*Problem*
The records below need to be set down again exactly; their images stay out.

*Data section*
---*---
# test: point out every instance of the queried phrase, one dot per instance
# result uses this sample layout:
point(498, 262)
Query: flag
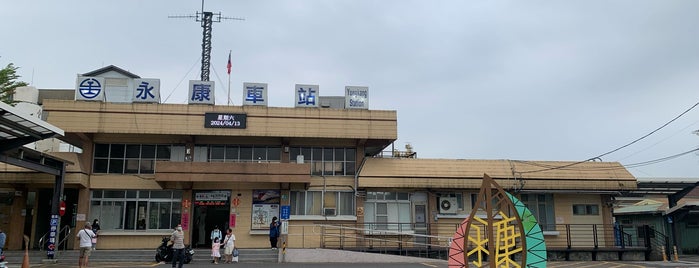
point(229, 63)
---*---
*Task output*
# test: point out every instance of the queried phrase, one dot per instance
# result uses this sample layout:
point(498, 262)
Query: flag
point(229, 63)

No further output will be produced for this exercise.